EXERCISE GOAL: Find "Objective — locate the otter pup" in the data, then restate the line it sits in and every later line word for word, ending with the last line.

Pointing dataset records
----

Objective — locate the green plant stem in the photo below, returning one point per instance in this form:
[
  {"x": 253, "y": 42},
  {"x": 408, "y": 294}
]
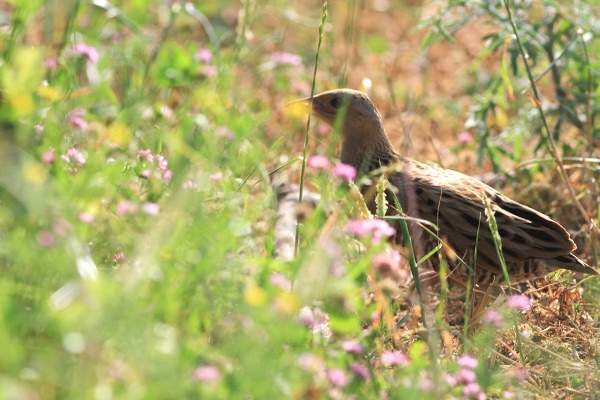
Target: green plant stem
[{"x": 307, "y": 133}]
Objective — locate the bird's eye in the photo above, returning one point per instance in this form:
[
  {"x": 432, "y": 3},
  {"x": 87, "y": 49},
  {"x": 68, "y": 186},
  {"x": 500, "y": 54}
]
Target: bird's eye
[{"x": 335, "y": 103}]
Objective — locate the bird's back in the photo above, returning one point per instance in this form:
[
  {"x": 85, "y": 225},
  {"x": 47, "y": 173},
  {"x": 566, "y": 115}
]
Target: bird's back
[{"x": 532, "y": 243}]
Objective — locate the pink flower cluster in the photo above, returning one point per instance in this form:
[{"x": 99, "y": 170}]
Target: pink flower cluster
[
  {"x": 88, "y": 52},
  {"x": 76, "y": 119},
  {"x": 161, "y": 170},
  {"x": 377, "y": 228},
  {"x": 205, "y": 56},
  {"x": 394, "y": 357},
  {"x": 466, "y": 376},
  {"x": 74, "y": 157},
  {"x": 316, "y": 320}
]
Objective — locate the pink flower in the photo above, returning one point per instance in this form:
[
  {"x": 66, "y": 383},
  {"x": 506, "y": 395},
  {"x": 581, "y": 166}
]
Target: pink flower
[
  {"x": 286, "y": 59},
  {"x": 126, "y": 207},
  {"x": 162, "y": 163},
  {"x": 494, "y": 318},
  {"x": 310, "y": 362},
  {"x": 393, "y": 357},
  {"x": 518, "y": 302},
  {"x": 207, "y": 373},
  {"x": 337, "y": 377},
  {"x": 204, "y": 55},
  {"x": 344, "y": 171},
  {"x": 316, "y": 320},
  {"x": 376, "y": 227},
  {"x": 387, "y": 263},
  {"x": 88, "y": 51},
  {"x": 46, "y": 239},
  {"x": 375, "y": 316},
  {"x": 465, "y": 376},
  {"x": 189, "y": 185},
  {"x": 464, "y": 138},
  {"x": 467, "y": 361},
  {"x": 279, "y": 280},
  {"x": 216, "y": 176},
  {"x": 86, "y": 218},
  {"x": 74, "y": 155},
  {"x": 151, "y": 208},
  {"x": 147, "y": 154},
  {"x": 210, "y": 71},
  {"x": 318, "y": 162},
  {"x": 48, "y": 156},
  {"x": 119, "y": 258},
  {"x": 51, "y": 62},
  {"x": 352, "y": 346},
  {"x": 76, "y": 119},
  {"x": 472, "y": 389},
  {"x": 360, "y": 370},
  {"x": 225, "y": 133}
]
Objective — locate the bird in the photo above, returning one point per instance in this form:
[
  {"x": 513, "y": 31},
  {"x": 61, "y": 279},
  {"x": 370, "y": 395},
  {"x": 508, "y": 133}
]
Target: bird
[{"x": 532, "y": 244}]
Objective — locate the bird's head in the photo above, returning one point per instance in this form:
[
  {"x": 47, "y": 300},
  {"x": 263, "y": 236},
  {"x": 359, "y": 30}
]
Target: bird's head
[
  {"x": 355, "y": 113},
  {"x": 360, "y": 125}
]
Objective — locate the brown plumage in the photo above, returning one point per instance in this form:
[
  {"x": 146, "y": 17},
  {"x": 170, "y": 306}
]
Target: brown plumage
[{"x": 533, "y": 244}]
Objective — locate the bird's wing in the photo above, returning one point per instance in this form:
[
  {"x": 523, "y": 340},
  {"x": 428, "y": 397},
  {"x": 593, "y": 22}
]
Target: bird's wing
[{"x": 455, "y": 203}]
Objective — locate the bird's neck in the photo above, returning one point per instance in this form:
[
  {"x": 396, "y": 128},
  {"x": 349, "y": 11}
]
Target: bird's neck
[{"x": 367, "y": 148}]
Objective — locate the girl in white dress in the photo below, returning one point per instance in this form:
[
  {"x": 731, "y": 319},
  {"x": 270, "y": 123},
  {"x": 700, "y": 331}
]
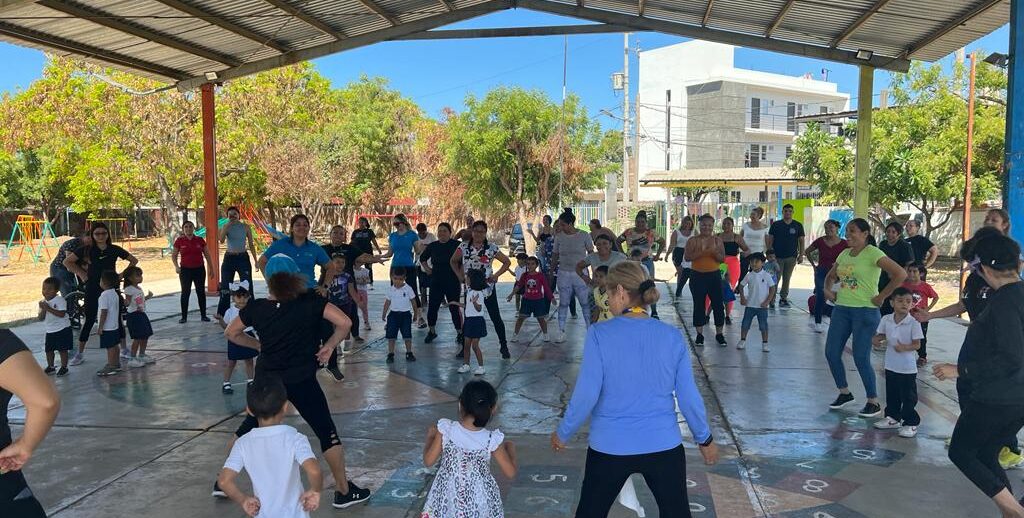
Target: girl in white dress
[{"x": 464, "y": 485}]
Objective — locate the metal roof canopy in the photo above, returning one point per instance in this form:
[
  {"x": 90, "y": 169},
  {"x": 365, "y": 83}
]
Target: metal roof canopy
[{"x": 181, "y": 41}]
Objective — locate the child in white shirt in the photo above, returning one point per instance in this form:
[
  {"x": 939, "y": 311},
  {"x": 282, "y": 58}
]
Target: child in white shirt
[
  {"x": 901, "y": 334},
  {"x": 59, "y": 338},
  {"x": 399, "y": 301},
  {"x": 271, "y": 455}
]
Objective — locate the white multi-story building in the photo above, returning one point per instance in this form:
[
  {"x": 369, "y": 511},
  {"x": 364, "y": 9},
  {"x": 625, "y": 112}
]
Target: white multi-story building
[{"x": 695, "y": 111}]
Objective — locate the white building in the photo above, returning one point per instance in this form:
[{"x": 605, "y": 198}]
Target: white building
[{"x": 696, "y": 111}]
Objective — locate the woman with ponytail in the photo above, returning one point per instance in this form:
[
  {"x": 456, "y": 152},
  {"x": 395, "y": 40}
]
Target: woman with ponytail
[
  {"x": 635, "y": 371},
  {"x": 464, "y": 485}
]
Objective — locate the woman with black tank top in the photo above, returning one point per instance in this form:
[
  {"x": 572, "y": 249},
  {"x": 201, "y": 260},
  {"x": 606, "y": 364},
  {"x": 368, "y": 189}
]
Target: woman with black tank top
[{"x": 20, "y": 376}]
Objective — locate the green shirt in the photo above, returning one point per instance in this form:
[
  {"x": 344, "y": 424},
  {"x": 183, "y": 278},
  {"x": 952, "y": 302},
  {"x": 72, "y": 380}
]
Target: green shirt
[{"x": 858, "y": 276}]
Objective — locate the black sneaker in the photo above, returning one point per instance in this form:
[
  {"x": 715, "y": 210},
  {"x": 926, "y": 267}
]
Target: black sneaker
[
  {"x": 870, "y": 411},
  {"x": 841, "y": 401},
  {"x": 355, "y": 495},
  {"x": 335, "y": 373}
]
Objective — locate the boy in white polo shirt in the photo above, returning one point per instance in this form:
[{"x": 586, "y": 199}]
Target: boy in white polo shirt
[
  {"x": 901, "y": 334},
  {"x": 271, "y": 455}
]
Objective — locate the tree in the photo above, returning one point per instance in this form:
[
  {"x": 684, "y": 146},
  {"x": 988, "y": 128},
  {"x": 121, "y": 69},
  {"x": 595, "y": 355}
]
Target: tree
[
  {"x": 516, "y": 150},
  {"x": 919, "y": 147}
]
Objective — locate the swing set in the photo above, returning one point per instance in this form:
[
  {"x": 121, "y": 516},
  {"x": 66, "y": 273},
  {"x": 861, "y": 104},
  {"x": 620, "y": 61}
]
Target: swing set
[{"x": 34, "y": 235}]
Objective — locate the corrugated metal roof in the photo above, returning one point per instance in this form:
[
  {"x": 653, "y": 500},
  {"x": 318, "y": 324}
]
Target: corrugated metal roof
[{"x": 175, "y": 40}]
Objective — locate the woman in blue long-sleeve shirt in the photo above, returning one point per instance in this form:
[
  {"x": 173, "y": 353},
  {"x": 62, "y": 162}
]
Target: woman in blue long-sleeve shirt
[{"x": 635, "y": 369}]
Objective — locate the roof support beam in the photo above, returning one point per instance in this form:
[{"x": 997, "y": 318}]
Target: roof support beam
[
  {"x": 690, "y": 31},
  {"x": 307, "y": 18},
  {"x": 88, "y": 51},
  {"x": 515, "y": 32},
  {"x": 220, "y": 22},
  {"x": 113, "y": 22},
  {"x": 370, "y": 4},
  {"x": 711, "y": 5},
  {"x": 778, "y": 17},
  {"x": 859, "y": 22},
  {"x": 392, "y": 33},
  {"x": 944, "y": 30}
]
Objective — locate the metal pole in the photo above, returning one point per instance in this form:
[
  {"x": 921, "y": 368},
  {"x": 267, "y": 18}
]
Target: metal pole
[
  {"x": 966, "y": 234},
  {"x": 627, "y": 187},
  {"x": 862, "y": 168},
  {"x": 210, "y": 185},
  {"x": 1013, "y": 190}
]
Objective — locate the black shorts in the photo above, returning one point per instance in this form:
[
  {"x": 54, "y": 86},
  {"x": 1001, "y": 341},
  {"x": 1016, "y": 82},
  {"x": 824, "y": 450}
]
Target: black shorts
[
  {"x": 138, "y": 326},
  {"x": 110, "y": 339},
  {"x": 62, "y": 340},
  {"x": 539, "y": 308},
  {"x": 398, "y": 321}
]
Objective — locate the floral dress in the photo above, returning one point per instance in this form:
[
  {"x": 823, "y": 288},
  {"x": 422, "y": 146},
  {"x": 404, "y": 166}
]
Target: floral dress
[{"x": 464, "y": 486}]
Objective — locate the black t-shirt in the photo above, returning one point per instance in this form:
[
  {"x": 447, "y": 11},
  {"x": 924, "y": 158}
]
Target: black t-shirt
[
  {"x": 920, "y": 245},
  {"x": 351, "y": 253},
  {"x": 363, "y": 239},
  {"x": 785, "y": 238},
  {"x": 100, "y": 260},
  {"x": 9, "y": 345},
  {"x": 289, "y": 335},
  {"x": 439, "y": 254}
]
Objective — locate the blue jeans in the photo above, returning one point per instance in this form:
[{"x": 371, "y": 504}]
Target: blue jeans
[
  {"x": 819, "y": 293},
  {"x": 861, "y": 322},
  {"x": 649, "y": 264}
]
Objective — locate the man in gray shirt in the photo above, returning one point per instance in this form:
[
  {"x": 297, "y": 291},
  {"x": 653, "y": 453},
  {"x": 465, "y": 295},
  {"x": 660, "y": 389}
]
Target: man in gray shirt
[{"x": 571, "y": 246}]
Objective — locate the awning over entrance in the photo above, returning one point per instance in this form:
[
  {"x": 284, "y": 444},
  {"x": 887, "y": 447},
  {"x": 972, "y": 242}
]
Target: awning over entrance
[{"x": 189, "y": 42}]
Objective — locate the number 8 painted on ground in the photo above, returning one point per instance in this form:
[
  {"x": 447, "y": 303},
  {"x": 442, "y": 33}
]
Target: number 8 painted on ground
[{"x": 814, "y": 485}]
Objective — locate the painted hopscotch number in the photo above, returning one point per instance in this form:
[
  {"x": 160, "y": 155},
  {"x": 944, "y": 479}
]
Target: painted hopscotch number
[{"x": 814, "y": 485}]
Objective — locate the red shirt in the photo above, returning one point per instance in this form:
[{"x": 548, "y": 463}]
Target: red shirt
[
  {"x": 826, "y": 254},
  {"x": 190, "y": 251},
  {"x": 923, "y": 294},
  {"x": 535, "y": 287}
]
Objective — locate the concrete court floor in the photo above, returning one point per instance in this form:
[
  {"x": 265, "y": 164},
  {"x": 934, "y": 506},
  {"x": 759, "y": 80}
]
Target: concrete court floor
[{"x": 148, "y": 442}]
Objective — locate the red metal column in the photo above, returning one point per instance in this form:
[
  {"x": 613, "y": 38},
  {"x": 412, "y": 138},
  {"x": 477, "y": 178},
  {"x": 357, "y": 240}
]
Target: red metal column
[{"x": 211, "y": 208}]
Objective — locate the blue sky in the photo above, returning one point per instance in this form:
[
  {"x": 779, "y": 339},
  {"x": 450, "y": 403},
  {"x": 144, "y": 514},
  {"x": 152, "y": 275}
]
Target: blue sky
[{"x": 438, "y": 74}]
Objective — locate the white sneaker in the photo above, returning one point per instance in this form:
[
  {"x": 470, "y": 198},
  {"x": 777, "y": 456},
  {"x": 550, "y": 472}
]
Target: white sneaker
[{"x": 887, "y": 424}]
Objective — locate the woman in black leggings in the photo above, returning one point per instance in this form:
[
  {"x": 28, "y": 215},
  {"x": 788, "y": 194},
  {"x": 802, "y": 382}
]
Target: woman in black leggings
[
  {"x": 477, "y": 253},
  {"x": 992, "y": 362},
  {"x": 443, "y": 281},
  {"x": 706, "y": 252},
  {"x": 288, "y": 324},
  {"x": 98, "y": 257},
  {"x": 188, "y": 256}
]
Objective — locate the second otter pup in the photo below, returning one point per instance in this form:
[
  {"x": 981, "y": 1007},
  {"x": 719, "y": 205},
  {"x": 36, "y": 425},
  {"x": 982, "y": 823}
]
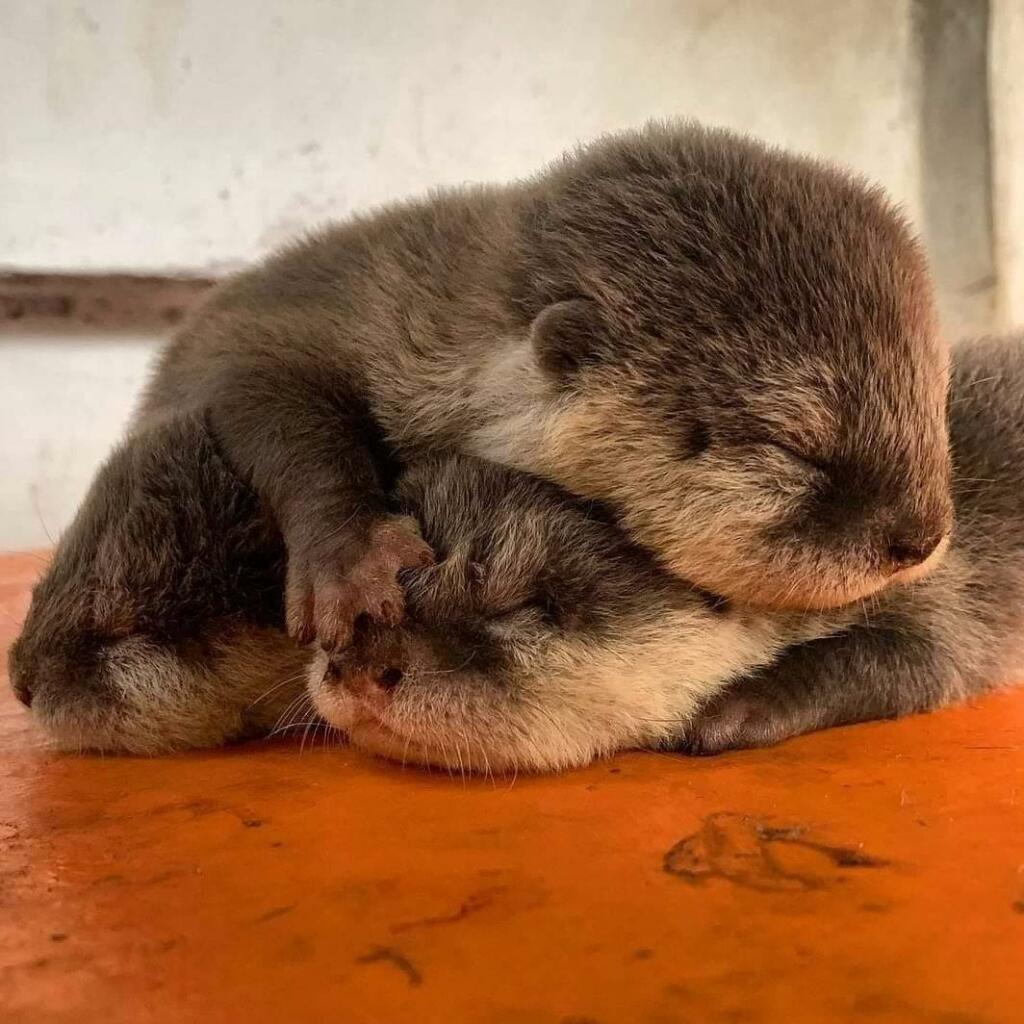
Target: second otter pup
[
  {"x": 731, "y": 346},
  {"x": 542, "y": 639}
]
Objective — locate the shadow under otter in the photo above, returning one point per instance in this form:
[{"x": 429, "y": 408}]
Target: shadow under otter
[{"x": 542, "y": 637}]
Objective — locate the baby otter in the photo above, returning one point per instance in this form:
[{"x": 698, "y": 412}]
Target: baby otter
[
  {"x": 542, "y": 638},
  {"x": 158, "y": 624},
  {"x": 732, "y": 348}
]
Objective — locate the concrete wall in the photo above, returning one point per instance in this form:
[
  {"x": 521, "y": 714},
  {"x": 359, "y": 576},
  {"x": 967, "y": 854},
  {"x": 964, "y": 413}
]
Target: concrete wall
[{"x": 188, "y": 136}]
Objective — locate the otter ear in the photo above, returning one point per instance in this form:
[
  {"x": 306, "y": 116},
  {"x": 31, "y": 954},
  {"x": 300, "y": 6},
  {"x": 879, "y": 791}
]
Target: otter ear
[{"x": 567, "y": 336}]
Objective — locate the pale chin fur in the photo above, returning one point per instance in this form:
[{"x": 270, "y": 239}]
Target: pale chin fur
[{"x": 568, "y": 705}]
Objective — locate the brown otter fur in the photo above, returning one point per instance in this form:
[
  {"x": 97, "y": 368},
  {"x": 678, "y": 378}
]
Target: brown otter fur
[
  {"x": 542, "y": 638},
  {"x": 732, "y": 347}
]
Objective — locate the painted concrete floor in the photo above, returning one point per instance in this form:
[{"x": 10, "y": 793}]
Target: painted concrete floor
[{"x": 872, "y": 873}]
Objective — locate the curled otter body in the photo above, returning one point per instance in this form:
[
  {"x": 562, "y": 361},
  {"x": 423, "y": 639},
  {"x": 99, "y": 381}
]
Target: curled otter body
[
  {"x": 542, "y": 638},
  {"x": 734, "y": 348}
]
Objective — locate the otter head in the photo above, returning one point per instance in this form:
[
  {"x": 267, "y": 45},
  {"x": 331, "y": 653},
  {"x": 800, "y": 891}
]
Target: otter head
[
  {"x": 542, "y": 638},
  {"x": 737, "y": 351},
  {"x": 156, "y": 625}
]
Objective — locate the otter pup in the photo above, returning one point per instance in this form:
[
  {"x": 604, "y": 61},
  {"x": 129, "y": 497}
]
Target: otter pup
[
  {"x": 732, "y": 347},
  {"x": 542, "y": 638}
]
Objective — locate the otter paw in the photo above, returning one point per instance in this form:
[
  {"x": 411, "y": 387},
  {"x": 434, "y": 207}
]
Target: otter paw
[
  {"x": 332, "y": 584},
  {"x": 739, "y": 721}
]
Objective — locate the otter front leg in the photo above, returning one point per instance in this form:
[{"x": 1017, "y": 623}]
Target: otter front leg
[
  {"x": 863, "y": 674},
  {"x": 291, "y": 417}
]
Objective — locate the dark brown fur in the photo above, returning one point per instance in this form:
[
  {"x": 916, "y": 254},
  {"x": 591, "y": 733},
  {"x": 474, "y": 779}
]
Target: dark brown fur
[
  {"x": 731, "y": 346},
  {"x": 542, "y": 632}
]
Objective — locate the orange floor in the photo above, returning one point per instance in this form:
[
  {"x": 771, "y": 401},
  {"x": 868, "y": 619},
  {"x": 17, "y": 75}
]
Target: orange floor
[{"x": 873, "y": 873}]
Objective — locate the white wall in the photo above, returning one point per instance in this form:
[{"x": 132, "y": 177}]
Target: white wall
[
  {"x": 1007, "y": 92},
  {"x": 155, "y": 135}
]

----

TASK SOLUTION:
Objective — locate the otter pup in the photo above, returning one point per instance in this form:
[
  {"x": 604, "y": 61},
  {"x": 129, "y": 497}
]
Target: otter pup
[
  {"x": 732, "y": 347},
  {"x": 542, "y": 638}
]
Objective — locate the otter paw in the photo above, returning one point per instance in this form:
[
  {"x": 411, "y": 387},
  {"x": 434, "y": 207}
]
Target: otter paw
[
  {"x": 332, "y": 584},
  {"x": 739, "y": 721}
]
Objective — locate the otter front leg in the photo above, returning one point per instance in this form:
[{"x": 1017, "y": 623}]
Target: otter front leg
[
  {"x": 863, "y": 674},
  {"x": 291, "y": 417}
]
Objective — locate the dark brown fur in the photo above, returning one point per instance in this form:
[
  {"x": 916, "y": 254},
  {"x": 591, "y": 733},
  {"x": 474, "y": 779}
]
Target: dark brown fur
[
  {"x": 731, "y": 346},
  {"x": 542, "y": 632}
]
Objective — locate the orange floor in the photo above, returning one point per instance in this form:
[
  {"x": 771, "y": 401},
  {"x": 868, "y": 619},
  {"x": 17, "y": 75}
]
Target: orange floor
[{"x": 873, "y": 873}]
Objective — locate the white wall in the photo above, returning one point per instance in this form:
[{"x": 132, "y": 177}]
Target: white wall
[
  {"x": 1007, "y": 92},
  {"x": 155, "y": 135}
]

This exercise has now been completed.